To do: Return all of the following material line for line, with nothing changed.

Supplied material:
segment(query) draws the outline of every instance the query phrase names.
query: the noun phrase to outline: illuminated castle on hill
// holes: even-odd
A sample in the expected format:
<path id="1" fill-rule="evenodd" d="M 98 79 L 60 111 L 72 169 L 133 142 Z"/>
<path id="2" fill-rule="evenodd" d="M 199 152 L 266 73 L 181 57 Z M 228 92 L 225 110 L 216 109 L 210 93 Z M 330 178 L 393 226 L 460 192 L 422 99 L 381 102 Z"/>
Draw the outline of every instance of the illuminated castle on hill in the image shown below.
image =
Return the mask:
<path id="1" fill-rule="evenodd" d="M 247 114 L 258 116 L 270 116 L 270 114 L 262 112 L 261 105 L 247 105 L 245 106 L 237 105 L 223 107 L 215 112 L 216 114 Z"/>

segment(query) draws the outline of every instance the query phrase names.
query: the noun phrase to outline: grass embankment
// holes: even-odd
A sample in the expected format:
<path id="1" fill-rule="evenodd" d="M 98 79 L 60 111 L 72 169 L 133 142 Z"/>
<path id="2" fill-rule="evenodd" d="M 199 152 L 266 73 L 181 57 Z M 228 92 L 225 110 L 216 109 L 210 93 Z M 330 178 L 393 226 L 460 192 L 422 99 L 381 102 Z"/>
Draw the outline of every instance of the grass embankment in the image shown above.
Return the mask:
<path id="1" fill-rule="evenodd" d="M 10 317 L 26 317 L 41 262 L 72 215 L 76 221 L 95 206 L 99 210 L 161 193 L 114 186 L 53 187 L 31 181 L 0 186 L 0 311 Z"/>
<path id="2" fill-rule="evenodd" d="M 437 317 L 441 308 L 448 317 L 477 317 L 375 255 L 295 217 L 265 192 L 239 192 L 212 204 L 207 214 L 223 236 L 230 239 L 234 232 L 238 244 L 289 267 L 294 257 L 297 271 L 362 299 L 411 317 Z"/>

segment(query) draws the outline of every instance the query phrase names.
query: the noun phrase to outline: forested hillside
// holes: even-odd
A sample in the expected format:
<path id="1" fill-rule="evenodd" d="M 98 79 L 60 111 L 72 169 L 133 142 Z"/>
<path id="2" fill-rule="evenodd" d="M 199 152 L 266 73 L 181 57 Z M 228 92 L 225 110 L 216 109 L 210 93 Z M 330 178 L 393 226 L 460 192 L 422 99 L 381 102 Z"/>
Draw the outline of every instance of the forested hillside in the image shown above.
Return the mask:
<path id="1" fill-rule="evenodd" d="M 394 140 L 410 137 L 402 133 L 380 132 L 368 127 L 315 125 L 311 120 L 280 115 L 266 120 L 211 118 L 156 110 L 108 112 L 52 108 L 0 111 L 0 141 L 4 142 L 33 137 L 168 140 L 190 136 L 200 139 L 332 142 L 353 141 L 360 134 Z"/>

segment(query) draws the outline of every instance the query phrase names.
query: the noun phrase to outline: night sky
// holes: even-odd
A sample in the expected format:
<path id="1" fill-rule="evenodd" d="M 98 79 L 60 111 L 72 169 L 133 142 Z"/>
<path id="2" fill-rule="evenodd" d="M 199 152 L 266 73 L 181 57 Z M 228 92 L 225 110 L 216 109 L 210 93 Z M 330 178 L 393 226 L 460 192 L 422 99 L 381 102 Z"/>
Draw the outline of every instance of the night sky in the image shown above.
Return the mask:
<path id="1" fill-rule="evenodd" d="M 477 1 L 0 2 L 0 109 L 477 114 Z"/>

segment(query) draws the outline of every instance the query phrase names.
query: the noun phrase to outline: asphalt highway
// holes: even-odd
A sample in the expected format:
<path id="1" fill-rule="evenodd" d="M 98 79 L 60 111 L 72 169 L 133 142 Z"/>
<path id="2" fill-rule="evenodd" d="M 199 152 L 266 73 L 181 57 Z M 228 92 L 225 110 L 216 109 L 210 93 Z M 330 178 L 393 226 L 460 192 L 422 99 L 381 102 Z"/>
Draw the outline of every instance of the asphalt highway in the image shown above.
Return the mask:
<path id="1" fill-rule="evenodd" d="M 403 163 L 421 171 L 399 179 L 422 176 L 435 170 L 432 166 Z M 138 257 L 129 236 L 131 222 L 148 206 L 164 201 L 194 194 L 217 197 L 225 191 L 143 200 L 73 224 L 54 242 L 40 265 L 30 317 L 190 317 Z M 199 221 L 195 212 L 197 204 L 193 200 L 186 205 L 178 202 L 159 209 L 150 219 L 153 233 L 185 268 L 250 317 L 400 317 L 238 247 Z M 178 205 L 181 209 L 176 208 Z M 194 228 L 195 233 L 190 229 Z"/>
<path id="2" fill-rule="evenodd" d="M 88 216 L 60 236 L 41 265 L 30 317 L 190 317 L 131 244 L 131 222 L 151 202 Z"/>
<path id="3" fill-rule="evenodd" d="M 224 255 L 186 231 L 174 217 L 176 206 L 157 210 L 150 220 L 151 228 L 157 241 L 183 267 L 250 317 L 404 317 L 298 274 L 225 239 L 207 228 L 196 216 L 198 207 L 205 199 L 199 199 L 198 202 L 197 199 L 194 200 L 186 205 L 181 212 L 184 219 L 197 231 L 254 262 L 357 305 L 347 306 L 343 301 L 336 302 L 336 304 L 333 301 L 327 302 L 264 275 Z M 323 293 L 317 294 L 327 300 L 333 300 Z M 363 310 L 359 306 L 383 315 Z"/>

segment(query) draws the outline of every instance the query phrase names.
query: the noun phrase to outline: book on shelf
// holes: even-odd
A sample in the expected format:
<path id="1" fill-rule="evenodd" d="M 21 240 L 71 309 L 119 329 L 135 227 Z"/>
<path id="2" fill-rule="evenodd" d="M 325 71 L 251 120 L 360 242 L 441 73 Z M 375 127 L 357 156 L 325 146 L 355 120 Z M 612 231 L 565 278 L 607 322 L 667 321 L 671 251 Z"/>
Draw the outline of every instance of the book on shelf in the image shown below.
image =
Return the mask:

Written reply:
segment(query) draws the outline of every instance the query phrase names.
query: the noun phrase to outline: illuminated castle on hill
// holes: even-odd
A sample in the expected format:
<path id="1" fill-rule="evenodd" d="M 98 79 L 60 111 L 72 169 L 133 142 Z"/>
<path id="2" fill-rule="evenodd" d="M 199 152 L 266 73 L 181 57 Z M 228 92 L 225 110 L 216 109 L 210 93 Z M 330 178 L 393 226 L 460 192 L 422 99 L 381 102 Z"/>
Draw the outline of every instance of the illuminated castle on hill in the image shown below.
image =
Return the mask:
<path id="1" fill-rule="evenodd" d="M 247 114 L 258 116 L 270 116 L 270 114 L 262 112 L 261 105 L 247 105 L 245 106 L 237 105 L 223 107 L 215 112 L 216 114 Z"/>

segment(query) draws the outline of every instance the query phrase names.
query: the noun phrase to outline: grass embankment
// holes: even-odd
A sample in the expected format:
<path id="1" fill-rule="evenodd" d="M 98 79 L 60 111 L 72 169 L 133 142 Z"/>
<path id="2" fill-rule="evenodd" d="M 199 152 L 266 73 L 181 57 Z M 228 92 L 225 110 L 216 109 L 210 93 Z M 330 178 L 393 226 L 460 192 L 422 99 L 381 102 Z"/>
Draw the outline of every instance of the grass embankment in the image shown above.
Return the mask:
<path id="1" fill-rule="evenodd" d="M 10 317 L 26 317 L 41 262 L 72 215 L 76 221 L 95 206 L 99 210 L 161 193 L 114 186 L 53 187 L 31 181 L 0 186 L 0 311 Z"/>
<path id="2" fill-rule="evenodd" d="M 437 317 L 441 308 L 448 317 L 477 317 L 375 255 L 295 217 L 265 192 L 239 192 L 212 204 L 207 214 L 223 236 L 230 239 L 234 232 L 238 244 L 289 267 L 294 257 L 297 271 L 362 299 L 411 317 Z"/>

segment(query) draws the outline of every instance the query phrase names.
query: the noun phrase to outline: forested hillside
// holes: even-odd
A sample in the expected format:
<path id="1" fill-rule="evenodd" d="M 98 79 L 60 111 L 72 169 L 133 142 Z"/>
<path id="2" fill-rule="evenodd" d="M 199 152 L 266 73 L 181 57 Z M 228 92 L 225 110 L 216 109 L 210 93 Z M 330 178 L 393 226 L 460 192 L 422 99 L 381 102 Z"/>
Draw the outline of every instance of the forested hillside in the image shown above.
Return the mask:
<path id="1" fill-rule="evenodd" d="M 394 140 L 410 137 L 402 133 L 380 132 L 368 127 L 315 125 L 311 120 L 280 115 L 266 120 L 211 118 L 156 110 L 108 112 L 52 108 L 0 111 L 0 141 L 4 142 L 33 137 L 168 140 L 190 136 L 200 139 L 332 142 L 353 141 L 360 134 Z"/>

segment(query) draws the outline of every instance the query phrase names.
query: the noun phrase to outline: night sky
// holes: even-odd
A sample in the expected format:
<path id="1" fill-rule="evenodd" d="M 98 79 L 60 111 L 72 169 L 133 142 Z"/>
<path id="2" fill-rule="evenodd" d="M 199 152 L 266 73 L 181 57 Z M 228 92 L 225 110 L 216 109 L 210 93 Z M 330 178 L 393 226 L 460 192 L 422 99 L 381 102 Z"/>
Draw the outline of every instance of the night sky in the image shown above.
Return the mask:
<path id="1" fill-rule="evenodd" d="M 477 1 L 0 2 L 0 109 L 477 114 Z"/>

segment(query) draws the outline of every instance the query phrase names.
query: the noun phrase to outline: asphalt highway
// holes: even-odd
A sample in the expected format:
<path id="1" fill-rule="evenodd" d="M 98 79 L 60 111 L 72 169 L 133 142 Z"/>
<path id="2" fill-rule="evenodd" d="M 199 152 L 266 73 L 181 57 Z M 228 92 L 225 110 L 216 109 L 210 93 Z M 330 178 L 393 226 L 460 192 L 422 99 L 381 102 Z"/>
Draw the outline of every instance of the asphalt highway in the image shown above.
Return the mask:
<path id="1" fill-rule="evenodd" d="M 403 163 L 421 171 L 399 179 L 422 176 L 435 170 L 432 166 Z M 138 257 L 129 236 L 131 222 L 148 206 L 164 201 L 194 194 L 217 197 L 225 191 L 143 200 L 73 224 L 54 242 L 40 265 L 30 317 L 190 317 Z M 199 221 L 195 212 L 197 204 L 193 200 L 186 205 L 178 202 L 159 209 L 150 219 L 153 233 L 185 268 L 250 317 L 400 317 L 238 247 Z M 178 205 L 181 209 L 176 208 Z M 194 228 L 195 233 L 190 229 Z"/>
<path id="2" fill-rule="evenodd" d="M 88 216 L 60 236 L 41 265 L 30 317 L 190 317 L 131 244 L 131 222 L 151 202 Z"/>
<path id="3" fill-rule="evenodd" d="M 224 255 L 186 231 L 174 217 L 176 206 L 157 210 L 150 220 L 151 228 L 157 241 L 183 267 L 250 317 L 404 317 L 298 274 L 225 239 L 207 228 L 196 216 L 198 207 L 205 199 L 199 199 L 198 202 L 197 199 L 194 200 L 186 205 L 181 212 L 184 219 L 197 231 L 254 262 L 357 305 L 347 306 L 343 301 L 336 302 L 336 304 L 333 301 L 327 302 L 264 275 Z M 323 293 L 317 294 L 327 300 L 333 300 Z M 363 310 L 359 306 L 383 315 Z"/>

segment(query) draws the outline of every instance the query phrase names.
query: the noun phrase to outline: book on shelf
// holes: even-odd
A sample in the expected format:
<path id="1" fill-rule="evenodd" d="M 21 240 L 71 309 L 119 329 L 135 227 Z"/>
<path id="2" fill-rule="evenodd" d="M 325 71 L 251 120 L 360 242 L 441 73 Z M 375 127 L 357 156 L 325 146 L 355 120 Z M 612 231 L 565 278 L 607 322 L 667 321 L 671 251 Z"/>
Draw the outline of every instance of the book on shelf in the image shown below.
image =
Return the mask:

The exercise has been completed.